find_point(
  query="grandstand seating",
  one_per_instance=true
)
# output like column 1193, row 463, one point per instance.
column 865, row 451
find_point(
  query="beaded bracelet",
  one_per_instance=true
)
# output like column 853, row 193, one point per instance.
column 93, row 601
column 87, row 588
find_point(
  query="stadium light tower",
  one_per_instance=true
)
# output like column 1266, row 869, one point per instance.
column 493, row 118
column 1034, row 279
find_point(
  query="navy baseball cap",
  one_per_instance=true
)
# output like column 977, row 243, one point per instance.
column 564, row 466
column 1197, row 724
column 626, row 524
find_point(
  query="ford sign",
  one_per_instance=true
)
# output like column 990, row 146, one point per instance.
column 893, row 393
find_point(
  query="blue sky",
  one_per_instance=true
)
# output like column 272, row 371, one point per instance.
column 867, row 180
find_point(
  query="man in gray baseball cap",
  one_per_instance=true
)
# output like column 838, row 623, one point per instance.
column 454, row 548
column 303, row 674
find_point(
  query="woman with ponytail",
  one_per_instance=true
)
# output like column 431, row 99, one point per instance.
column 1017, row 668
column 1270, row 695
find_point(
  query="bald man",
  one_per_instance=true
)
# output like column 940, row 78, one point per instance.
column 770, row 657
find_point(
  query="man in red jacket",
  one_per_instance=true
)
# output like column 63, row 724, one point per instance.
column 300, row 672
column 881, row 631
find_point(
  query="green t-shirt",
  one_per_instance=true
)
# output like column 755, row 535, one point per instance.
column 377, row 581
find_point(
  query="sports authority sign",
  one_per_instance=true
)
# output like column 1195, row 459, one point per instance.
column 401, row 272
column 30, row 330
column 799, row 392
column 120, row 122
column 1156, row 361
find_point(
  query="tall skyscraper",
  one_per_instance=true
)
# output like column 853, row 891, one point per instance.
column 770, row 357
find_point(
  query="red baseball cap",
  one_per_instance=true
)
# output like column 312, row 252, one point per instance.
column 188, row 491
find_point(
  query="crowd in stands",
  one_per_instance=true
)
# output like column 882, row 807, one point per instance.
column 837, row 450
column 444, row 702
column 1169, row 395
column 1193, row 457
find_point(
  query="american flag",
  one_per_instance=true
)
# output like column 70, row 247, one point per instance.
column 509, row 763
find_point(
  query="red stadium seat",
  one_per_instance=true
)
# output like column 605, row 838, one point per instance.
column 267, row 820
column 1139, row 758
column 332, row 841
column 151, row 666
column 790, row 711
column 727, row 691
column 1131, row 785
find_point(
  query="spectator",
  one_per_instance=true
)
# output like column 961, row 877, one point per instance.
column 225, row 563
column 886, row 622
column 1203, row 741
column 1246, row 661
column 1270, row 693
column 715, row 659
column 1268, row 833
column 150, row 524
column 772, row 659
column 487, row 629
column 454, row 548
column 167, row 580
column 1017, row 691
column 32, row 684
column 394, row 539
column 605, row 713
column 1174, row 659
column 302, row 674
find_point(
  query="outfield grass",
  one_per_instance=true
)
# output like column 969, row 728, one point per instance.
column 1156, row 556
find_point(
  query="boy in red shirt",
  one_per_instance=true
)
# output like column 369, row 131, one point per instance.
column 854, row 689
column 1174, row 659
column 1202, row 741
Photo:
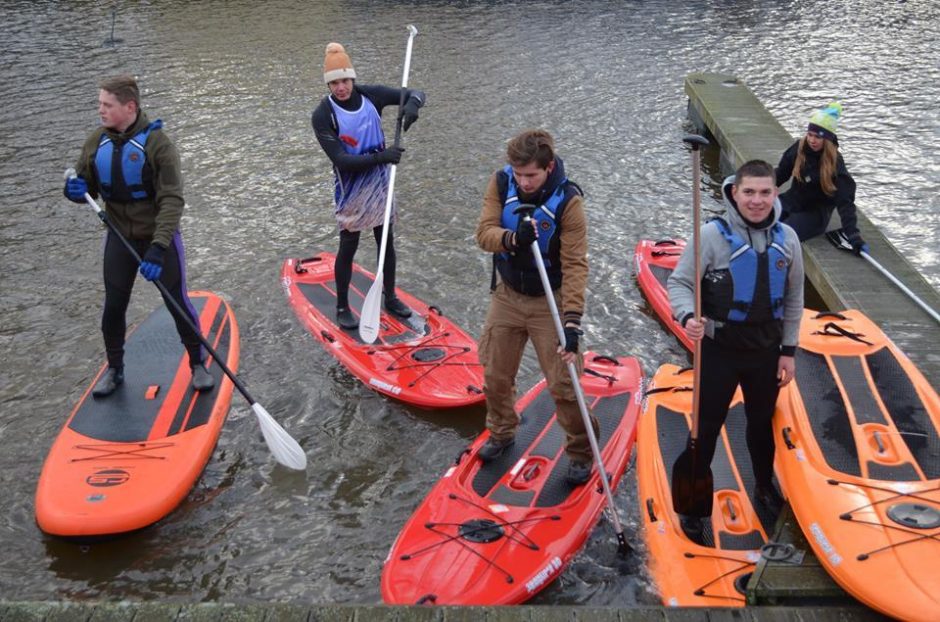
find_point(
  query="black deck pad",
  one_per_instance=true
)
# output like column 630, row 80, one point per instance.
column 906, row 410
column 323, row 297
column 608, row 411
column 153, row 354
column 826, row 412
column 856, row 385
column 534, row 419
column 893, row 473
column 661, row 274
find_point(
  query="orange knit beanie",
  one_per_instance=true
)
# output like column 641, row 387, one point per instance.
column 337, row 65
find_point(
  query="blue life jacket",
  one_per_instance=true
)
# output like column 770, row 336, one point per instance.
column 127, row 183
column 748, row 279
column 360, row 195
column 518, row 269
column 544, row 215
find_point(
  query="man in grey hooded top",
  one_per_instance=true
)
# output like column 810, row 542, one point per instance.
column 752, row 302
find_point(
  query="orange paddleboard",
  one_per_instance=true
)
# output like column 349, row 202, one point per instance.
column 127, row 460
column 858, row 455
column 689, row 574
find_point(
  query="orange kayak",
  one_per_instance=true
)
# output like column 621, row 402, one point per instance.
column 125, row 461
column 498, row 533
column 688, row 574
column 858, row 454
....
▶ _Aim_: Please write out all of the lines above again, switching every "baseball cap" to "ball cap" and changing nothing else. Leave the pictures out of your answer.

▶ _Response to this exercise_:
find_point(
  query="grandstand seating",
  one_per_instance=true
)
# output like column 1193, row 463, one point per instance.
column 865, row 451
find_point(
  query="beaded bracelet",
  one_per_instance=true
)
# output like column 853, row 193, one point per instance.
column 93, row 601
column 87, row 588
find_point(
  query="stadium light tower",
  one_per_instance=true
)
# output like column 1266, row 869, one point per instance.
column 493, row 118
column 1034, row 279
find_point(
  query="navy ball cap",
  one_per_instance=true
)
# output like column 977, row 243, one point per instance.
column 564, row 466
column 1197, row 724
column 626, row 524
find_point(
  query="ford sign",
  one_per_instance=true
)
# output like column 990, row 146, one point per instance.
column 893, row 393
find_point(
  query="blue sky",
  one_per_instance=true
)
# output like column 272, row 371, one point per instance.
column 867, row 180
find_point(
  query="man in gray ball cap",
  one_per_instance=true
)
# output like column 838, row 623, one point per instance.
column 454, row 548
column 303, row 674
find_point(
  query="woman with ponytail",
  one_per_instance=true
)
# output like column 431, row 99, one point per instance.
column 1017, row 668
column 1270, row 695
find_point(
  query="bald man",
  one_per_instance=true
)
# output like column 940, row 78, one point per instance.
column 770, row 657
find_point(
  query="man in red jacket",
  one_per_instance=true
)
# output like column 63, row 724, one point per instance.
column 300, row 672
column 881, row 631
find_point(
  query="green t-shirt",
  one_per_instance=true
)
# output like column 755, row 535, one point per instance.
column 377, row 581
find_point(
  query="sports authority sign",
  one_per_instance=true
)
# output like column 1195, row 459, one point per instance.
column 401, row 272
column 30, row 330
column 799, row 392
column 120, row 122
column 1156, row 361
find_point(
  query="tall skyscraper",
  one_per_instance=true
)
# output like column 853, row 891, one point per instance.
column 770, row 357
find_point(
  query="red ball cap",
  one_per_instance=true
)
# output like column 312, row 252, one point per instance.
column 188, row 491
find_point(
  query="crowd in stands",
  one_per_instance=true
)
# output like column 882, row 807, one point per instance.
column 837, row 450
column 444, row 702
column 1169, row 395
column 1193, row 457
find_point(
  query="american flag",
  one_per_instance=true
)
# output like column 70, row 247, one point per instance.
column 509, row 763
find_point(
  query="red stadium seat",
  one_per_instance=true
)
# output like column 605, row 838, one point per instance.
column 267, row 820
column 1139, row 758
column 332, row 841
column 151, row 666
column 790, row 711
column 727, row 691
column 1131, row 785
find_point(
  query="spectator",
  one_per_instance=true
)
# output like column 961, row 877, one point per instance.
column 225, row 563
column 886, row 622
column 1203, row 741
column 1246, row 661
column 1270, row 693
column 715, row 659
column 1268, row 833
column 150, row 524
column 772, row 659
column 487, row 629
column 454, row 548
column 167, row 580
column 1017, row 691
column 32, row 684
column 394, row 539
column 605, row 713
column 1174, row 659
column 302, row 674
find_point(
  query="outfield grass",
  one_per_instance=true
)
# output like column 969, row 728, one point per instance.
column 1156, row 556
find_point(
  query="boy in red shirt",
  one_per_instance=true
)
# output like column 369, row 131, one point per instance.
column 854, row 689
column 1174, row 659
column 1202, row 741
Photo:
find_point(
  query="black deck pad",
  one_per_instance=true
)
# output like column 630, row 80, one point per instance.
column 906, row 410
column 323, row 297
column 608, row 411
column 153, row 354
column 826, row 412
column 856, row 385
column 534, row 419
column 893, row 473
column 661, row 274
find_point(
  query="orange knit beanie",
  one_per_instance=true
)
# output like column 641, row 387, one point per instance.
column 337, row 65
find_point(
  query="blue life jacket",
  one_per_instance=true
)
# output like column 770, row 336, one point per instance.
column 127, row 183
column 748, row 279
column 360, row 195
column 518, row 269
column 544, row 215
find_point(
  query="man in grey hooded top",
  one_per_instance=true
)
# output like column 810, row 542, one point per instance.
column 752, row 302
find_point(
  query="orange paddleboard",
  one_per_instance=true
)
# output like column 349, row 202, one point per instance.
column 127, row 460
column 858, row 455
column 689, row 574
find_point(
  query="orange kayak",
  one_per_instance=true
)
# output like column 621, row 402, one point per instance.
column 125, row 461
column 498, row 533
column 688, row 574
column 858, row 454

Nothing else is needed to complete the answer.